12. From the above cases, it is clear that no precise formula can be adopted nor ‘cast iron rule’ can be laid down as to when payment of full back wages should be allowed by the court or Tribunal. It depends upon the facts and circumstances of each case. The approach of the court/tribunal should not be rigid or mechanical but flexible and realistic. The court or tribunal dealing with cases of industrial disputes may find force in the contention of the employee as to illegal termination of his services and may come to the conclusion that the action has been taken otherwise than in accordance with law. In such cases obviously, the workman would be entitled to reinstatement but the question regarding payment of back wages would be independent of the first question as to entitlement of reinstatement in service. While considering and determining the second question, the court or tribunal would consider all relevant circumstances referred to above and keeping in view the principles of justice, equity and good conscience, should pass an appropriate order.

### Excerpted records
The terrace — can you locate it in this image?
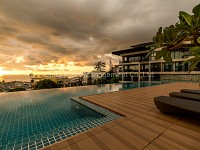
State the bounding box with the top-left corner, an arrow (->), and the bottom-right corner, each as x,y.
43,83 -> 200,150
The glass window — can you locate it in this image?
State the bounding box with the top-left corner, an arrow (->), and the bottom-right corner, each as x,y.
174,51 -> 180,59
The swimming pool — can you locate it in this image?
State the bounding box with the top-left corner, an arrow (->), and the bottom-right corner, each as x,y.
0,82 -> 161,150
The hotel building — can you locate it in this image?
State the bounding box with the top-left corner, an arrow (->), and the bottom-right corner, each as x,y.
112,43 -> 200,82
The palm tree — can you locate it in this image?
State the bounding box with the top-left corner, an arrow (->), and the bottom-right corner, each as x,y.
94,61 -> 106,72
147,4 -> 200,72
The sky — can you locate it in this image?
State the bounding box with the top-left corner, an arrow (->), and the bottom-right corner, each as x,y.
0,0 -> 199,75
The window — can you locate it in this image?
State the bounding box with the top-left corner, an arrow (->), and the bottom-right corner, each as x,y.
164,63 -> 173,71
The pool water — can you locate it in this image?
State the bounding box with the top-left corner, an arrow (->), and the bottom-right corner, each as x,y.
0,82 -> 161,150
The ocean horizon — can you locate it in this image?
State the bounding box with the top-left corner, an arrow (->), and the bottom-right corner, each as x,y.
0,74 -> 80,82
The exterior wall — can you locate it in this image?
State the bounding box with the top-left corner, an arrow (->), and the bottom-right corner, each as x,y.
112,45 -> 200,82
160,74 -> 200,82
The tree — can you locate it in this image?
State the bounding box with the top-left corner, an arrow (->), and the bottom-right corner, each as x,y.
87,73 -> 92,85
34,79 -> 58,90
147,4 -> 200,72
94,61 -> 106,72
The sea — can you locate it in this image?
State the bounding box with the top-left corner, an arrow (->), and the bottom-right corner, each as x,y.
0,75 -> 31,82
0,74 -> 81,82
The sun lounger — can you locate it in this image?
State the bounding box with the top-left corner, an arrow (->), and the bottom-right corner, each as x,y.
154,96 -> 200,115
180,89 -> 200,94
169,92 -> 200,102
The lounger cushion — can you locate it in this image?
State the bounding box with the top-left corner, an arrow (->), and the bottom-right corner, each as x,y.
180,89 -> 200,94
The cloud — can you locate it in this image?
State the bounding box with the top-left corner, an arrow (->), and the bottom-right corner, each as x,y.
0,0 -> 199,74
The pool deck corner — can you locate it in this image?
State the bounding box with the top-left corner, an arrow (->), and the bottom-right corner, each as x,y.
43,82 -> 200,150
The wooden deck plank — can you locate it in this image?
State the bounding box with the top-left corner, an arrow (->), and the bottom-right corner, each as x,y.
43,83 -> 200,150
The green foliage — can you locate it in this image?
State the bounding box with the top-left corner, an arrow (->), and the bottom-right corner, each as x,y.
146,4 -> 200,71
34,79 -> 58,90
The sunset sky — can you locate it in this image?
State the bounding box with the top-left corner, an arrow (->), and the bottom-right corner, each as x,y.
0,0 -> 199,75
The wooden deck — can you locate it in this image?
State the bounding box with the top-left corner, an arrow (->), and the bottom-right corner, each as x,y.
44,83 -> 200,150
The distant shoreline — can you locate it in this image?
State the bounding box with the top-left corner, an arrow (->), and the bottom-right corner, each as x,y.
0,74 -> 81,82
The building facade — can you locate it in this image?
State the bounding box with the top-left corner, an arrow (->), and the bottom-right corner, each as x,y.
112,43 -> 200,81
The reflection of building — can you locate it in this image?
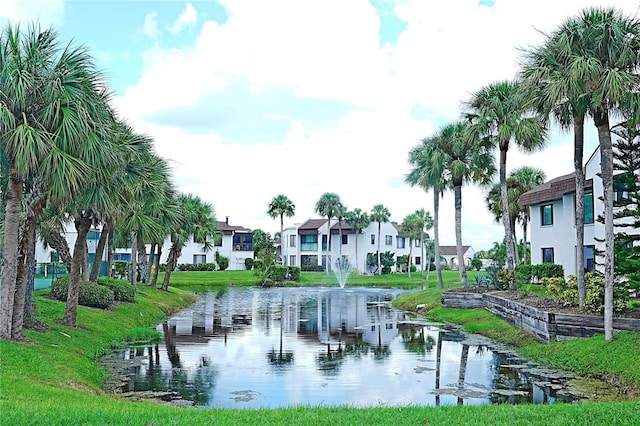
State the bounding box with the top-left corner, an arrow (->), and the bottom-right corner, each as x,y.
162,289 -> 406,346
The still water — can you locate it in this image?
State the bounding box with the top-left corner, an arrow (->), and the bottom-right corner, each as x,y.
115,287 -> 584,408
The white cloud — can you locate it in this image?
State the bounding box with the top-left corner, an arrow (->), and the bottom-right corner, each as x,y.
142,12 -> 159,39
168,3 -> 198,35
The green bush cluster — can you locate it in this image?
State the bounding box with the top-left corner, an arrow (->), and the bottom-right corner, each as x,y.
244,257 -> 253,271
51,276 -> 115,309
542,272 -> 629,314
178,263 -> 216,272
98,277 -> 136,303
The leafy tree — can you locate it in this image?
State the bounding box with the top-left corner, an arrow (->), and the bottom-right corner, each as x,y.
405,134 -> 451,288
466,81 -> 547,272
612,121 -> 640,293
438,122 -> 495,287
0,25 -> 112,339
316,192 -> 342,274
267,194 -> 296,263
345,208 -> 371,274
369,204 -> 391,275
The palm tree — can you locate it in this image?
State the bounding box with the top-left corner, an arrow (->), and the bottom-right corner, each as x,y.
267,194 -> 296,264
316,192 -> 342,274
405,135 -> 451,288
162,194 -> 217,291
369,204 -> 391,275
0,25 -> 106,338
524,7 -> 640,341
438,121 -> 495,287
466,81 -> 547,271
401,210 -> 425,278
345,208 -> 371,269
520,21 -> 590,307
509,166 -> 544,264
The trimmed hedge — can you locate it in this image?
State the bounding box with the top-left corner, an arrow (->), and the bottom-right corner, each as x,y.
98,277 -> 136,302
51,276 -> 115,309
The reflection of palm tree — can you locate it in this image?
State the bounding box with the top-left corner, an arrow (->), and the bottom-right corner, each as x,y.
435,331 -> 442,407
458,343 -> 469,405
162,321 -> 180,368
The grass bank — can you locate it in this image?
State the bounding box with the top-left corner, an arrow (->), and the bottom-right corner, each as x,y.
0,273 -> 640,426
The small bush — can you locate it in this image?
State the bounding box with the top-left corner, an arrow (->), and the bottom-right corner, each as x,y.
98,277 -> 136,302
218,256 -> 229,271
244,257 -> 253,271
289,266 -> 301,281
51,276 -> 114,309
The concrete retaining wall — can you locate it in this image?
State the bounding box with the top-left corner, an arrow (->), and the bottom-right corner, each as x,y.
442,291 -> 640,342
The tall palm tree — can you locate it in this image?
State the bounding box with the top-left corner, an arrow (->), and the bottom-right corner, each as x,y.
405,138 -> 451,288
438,121 -> 495,287
345,208 -> 371,270
267,194 -> 296,264
524,7 -> 640,341
0,25 -> 110,338
316,192 -> 342,274
520,22 -> 590,307
509,166 -> 544,264
466,81 -> 547,271
369,204 -> 391,275
401,210 -> 425,278
162,194 -> 217,291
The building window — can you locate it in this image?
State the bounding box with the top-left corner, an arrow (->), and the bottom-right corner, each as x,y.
300,234 -> 318,251
613,173 -> 635,205
584,192 -> 593,225
540,204 -> 553,226
233,234 -> 253,251
584,246 -> 596,272
542,247 -> 554,263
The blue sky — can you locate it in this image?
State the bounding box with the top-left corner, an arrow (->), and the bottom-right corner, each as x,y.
0,0 -> 638,250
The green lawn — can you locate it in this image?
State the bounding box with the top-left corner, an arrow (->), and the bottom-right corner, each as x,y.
0,271 -> 640,426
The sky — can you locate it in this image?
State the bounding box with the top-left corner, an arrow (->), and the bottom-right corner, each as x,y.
0,0 -> 640,251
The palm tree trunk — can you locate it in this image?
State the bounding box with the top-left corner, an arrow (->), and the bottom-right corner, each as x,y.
500,149 -> 515,272
151,244 -> 162,288
433,189 -> 444,288
594,111 -> 614,342
453,185 -> 469,287
89,222 -> 112,283
0,168 -> 23,339
107,225 -> 115,278
378,222 -> 382,275
62,214 -> 92,327
129,231 -> 138,288
573,115 -> 587,308
11,195 -> 45,340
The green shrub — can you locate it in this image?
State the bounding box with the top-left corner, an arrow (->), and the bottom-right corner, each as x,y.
98,277 -> 136,302
244,257 -> 253,271
51,276 -> 114,309
289,266 -> 301,281
267,265 -> 289,282
113,260 -> 129,279
218,256 -> 229,271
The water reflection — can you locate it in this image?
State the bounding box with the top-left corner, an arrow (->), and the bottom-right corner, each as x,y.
111,288 -> 584,408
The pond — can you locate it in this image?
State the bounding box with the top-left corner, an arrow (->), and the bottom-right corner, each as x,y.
105,287 -> 592,408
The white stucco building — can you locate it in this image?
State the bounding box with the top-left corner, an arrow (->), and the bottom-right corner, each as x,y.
520,148 -> 640,275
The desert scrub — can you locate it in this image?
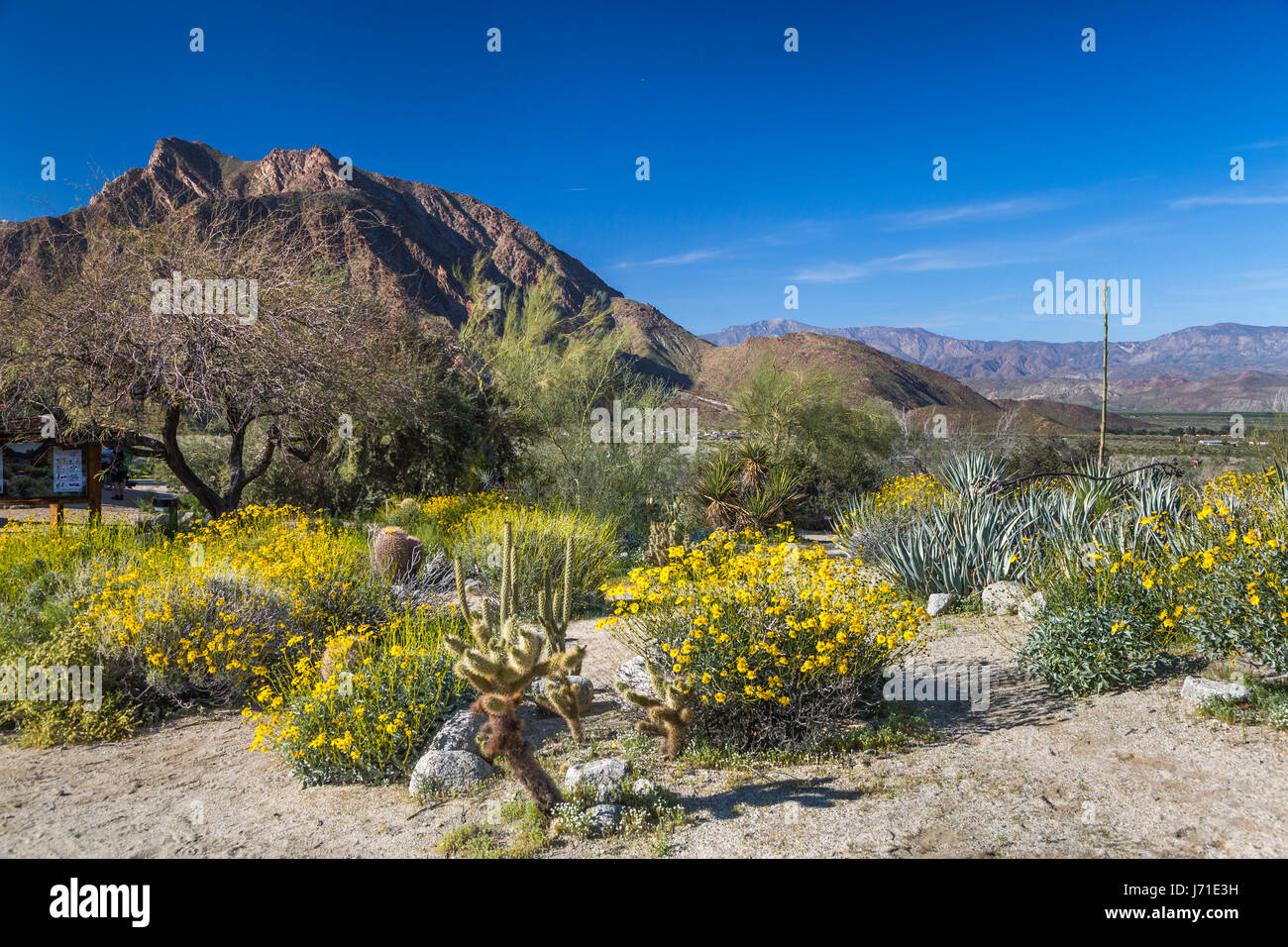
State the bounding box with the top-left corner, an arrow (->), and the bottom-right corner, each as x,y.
1019,552 -> 1180,694
0,625 -> 141,747
454,502 -> 619,608
74,506 -> 387,703
550,780 -> 688,839
1141,481 -> 1288,673
602,531 -> 926,750
242,605 -> 467,786
380,492 -> 505,556
832,473 -> 952,557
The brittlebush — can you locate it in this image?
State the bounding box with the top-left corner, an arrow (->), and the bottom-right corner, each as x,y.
604,531 -> 926,749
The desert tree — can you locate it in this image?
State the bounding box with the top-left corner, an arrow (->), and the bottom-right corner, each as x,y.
0,201 -> 441,517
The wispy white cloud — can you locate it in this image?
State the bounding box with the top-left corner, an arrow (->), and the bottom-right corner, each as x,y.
612,250 -> 729,269
884,196 -> 1068,230
791,245 -> 1034,282
644,250 -> 725,266
1167,194 -> 1288,210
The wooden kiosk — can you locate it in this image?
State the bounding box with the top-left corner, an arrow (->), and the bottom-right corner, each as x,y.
0,417 -> 103,527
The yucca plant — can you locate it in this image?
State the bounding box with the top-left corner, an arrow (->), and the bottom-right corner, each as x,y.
934,451 -> 1006,496
683,442 -> 804,530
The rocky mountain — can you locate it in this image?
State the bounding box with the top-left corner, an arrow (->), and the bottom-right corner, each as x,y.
0,138 -> 708,384
693,333 -> 1000,412
703,320 -> 1288,381
0,138 -> 1169,419
703,318 -> 1288,411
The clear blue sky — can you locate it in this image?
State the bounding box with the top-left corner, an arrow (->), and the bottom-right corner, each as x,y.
0,0 -> 1288,342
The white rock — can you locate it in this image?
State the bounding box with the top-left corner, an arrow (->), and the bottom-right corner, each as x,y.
926,591 -> 957,618
587,802 -> 623,836
429,707 -> 486,754
564,756 -> 631,802
980,582 -> 1029,614
1019,591 -> 1046,621
1181,674 -> 1249,703
407,750 -> 492,796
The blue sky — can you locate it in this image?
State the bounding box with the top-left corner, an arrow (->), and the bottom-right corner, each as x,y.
0,0 -> 1288,342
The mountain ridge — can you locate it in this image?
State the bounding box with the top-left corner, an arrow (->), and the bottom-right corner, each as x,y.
703,318 -> 1288,411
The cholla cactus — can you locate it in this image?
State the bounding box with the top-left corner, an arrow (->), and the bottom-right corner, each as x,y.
644,520 -> 680,566
617,661 -> 693,759
453,523 -> 587,815
537,536 -> 581,674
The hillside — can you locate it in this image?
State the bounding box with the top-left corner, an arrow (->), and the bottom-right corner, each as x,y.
703,318 -> 1288,411
693,333 -> 999,414
0,138 -> 1179,427
0,138 -> 708,384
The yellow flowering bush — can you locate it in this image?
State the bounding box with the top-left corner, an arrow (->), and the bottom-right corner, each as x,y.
73,506 -> 382,701
604,531 -> 926,749
1141,471 -> 1288,673
242,605 -> 468,786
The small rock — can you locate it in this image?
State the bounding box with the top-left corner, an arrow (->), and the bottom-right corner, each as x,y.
587,802 -> 623,835
528,674 -> 595,714
564,756 -> 631,802
1019,591 -> 1046,621
926,591 -> 957,618
407,750 -> 492,796
429,708 -> 486,754
980,582 -> 1029,614
1181,674 -> 1249,703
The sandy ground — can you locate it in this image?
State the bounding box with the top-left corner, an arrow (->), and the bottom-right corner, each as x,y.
0,616 -> 1288,857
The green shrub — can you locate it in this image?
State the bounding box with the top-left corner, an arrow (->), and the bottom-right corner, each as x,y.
1019,550 -> 1177,694
452,502 -> 619,608
1020,601 -> 1171,694
261,608 -> 467,786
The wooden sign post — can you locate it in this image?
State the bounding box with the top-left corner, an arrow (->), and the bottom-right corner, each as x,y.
0,417 -> 103,530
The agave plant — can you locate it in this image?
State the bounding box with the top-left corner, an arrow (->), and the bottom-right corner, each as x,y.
686,443 -> 804,530
872,496 -> 1029,595
934,451 -> 1006,496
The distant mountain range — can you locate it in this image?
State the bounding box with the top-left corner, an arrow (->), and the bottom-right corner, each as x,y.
0,138 -> 1267,432
702,318 -> 1288,411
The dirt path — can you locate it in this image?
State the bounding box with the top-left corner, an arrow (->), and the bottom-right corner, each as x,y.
0,618 -> 1288,857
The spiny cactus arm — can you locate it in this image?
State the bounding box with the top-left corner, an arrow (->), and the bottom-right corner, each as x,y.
452,558 -> 474,625
533,644 -> 587,678
617,661 -> 693,759
501,522 -> 518,624
555,536 -> 572,628
537,672 -> 585,743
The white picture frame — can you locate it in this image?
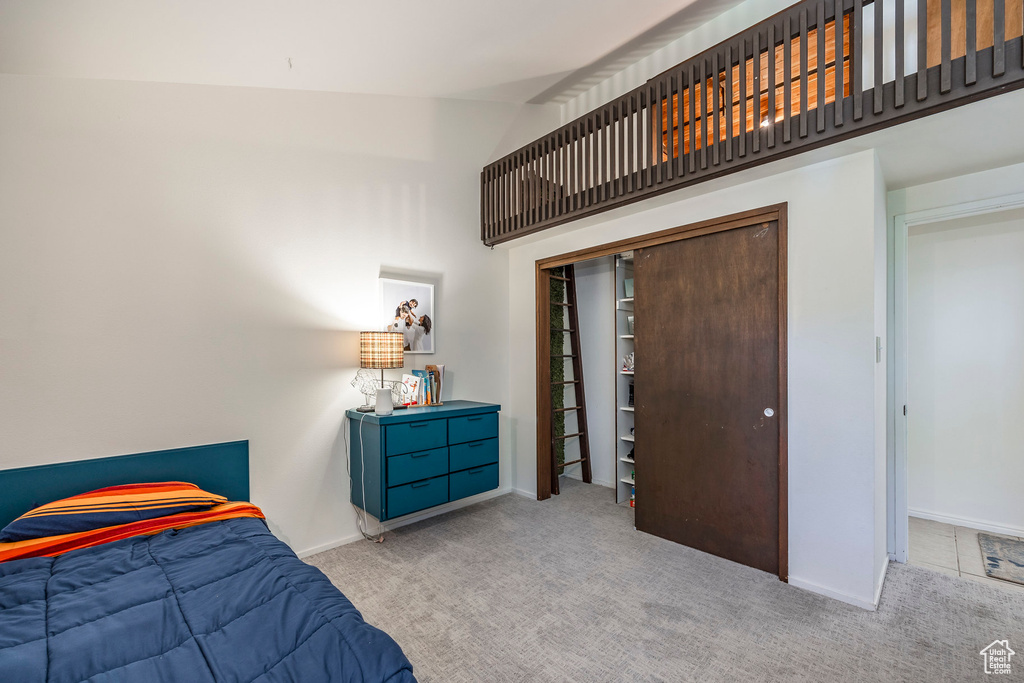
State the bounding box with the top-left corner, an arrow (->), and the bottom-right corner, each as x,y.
380,278 -> 437,353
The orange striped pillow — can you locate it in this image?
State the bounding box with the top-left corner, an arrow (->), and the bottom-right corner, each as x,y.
0,481 -> 227,543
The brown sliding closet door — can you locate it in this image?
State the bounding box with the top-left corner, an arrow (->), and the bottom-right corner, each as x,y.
634,221 -> 786,580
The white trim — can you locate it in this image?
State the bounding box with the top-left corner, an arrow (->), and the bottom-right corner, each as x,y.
790,575 -> 877,611
295,533 -> 362,560
874,555 -> 889,609
890,193 -> 1024,562
909,508 -> 1024,538
295,486 -> 512,559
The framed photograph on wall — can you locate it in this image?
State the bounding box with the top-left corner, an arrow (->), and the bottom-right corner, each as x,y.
380,278 -> 437,353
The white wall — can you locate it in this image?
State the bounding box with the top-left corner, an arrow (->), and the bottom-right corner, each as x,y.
509,152 -> 885,607
907,209 -> 1024,536
873,156 -> 892,603
565,256 -> 617,491
0,76 -> 558,551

### Aim of the task
Copy out the whole passage on awarding back wages after illegal termination, word for word.

### Answer space
12. From the above cases, it is clear that no precise formula can be adopted nor ‘cast iron rule’ can be laid down as to when payment of full back wages should be allowed by the court or Tribunal. It depends upon the facts and circumstances of each case. The approach of the court/tribunal should not be rigid or mechanical but flexible and realistic. The court or tribunal dealing with cases of industrial disputes may find force in the contention of the employee as to illegal termination of his services and may come to the conclusion that the action has been taken otherwise than in accordance with law. In such cases obviously, the workman would be entitled to reinstatement but the question regarding payment of back wages would be independent of the first question as to entitlement of reinstatement in service. While considering and determining the second question, the court or tribunal would consider all relevant circumstances referred to above and keeping in view the principles of justice, equity and good conscience, should pass an appropriate order.